=== YOUR GOAL ===
Please set down, unchanged, the line containing "of the green" and all the lines that follow it until the data below ends.

RECORDS FOR THIS EXERCISE section start

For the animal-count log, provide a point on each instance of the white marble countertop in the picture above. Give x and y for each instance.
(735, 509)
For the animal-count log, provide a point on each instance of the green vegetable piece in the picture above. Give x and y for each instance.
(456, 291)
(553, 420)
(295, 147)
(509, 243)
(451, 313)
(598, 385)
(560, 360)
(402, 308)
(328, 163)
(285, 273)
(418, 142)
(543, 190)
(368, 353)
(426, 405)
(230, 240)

RECORDS FOR THIS EXERCISE section end

=== ANSWER BOX ===
For the animal-count log, provide a point on each instance of the green vegetable piece in the picture above. Give x and y for each instance.
(456, 291)
(553, 420)
(295, 147)
(509, 243)
(451, 313)
(598, 385)
(560, 360)
(402, 308)
(328, 163)
(285, 273)
(418, 142)
(543, 190)
(368, 353)
(426, 405)
(230, 240)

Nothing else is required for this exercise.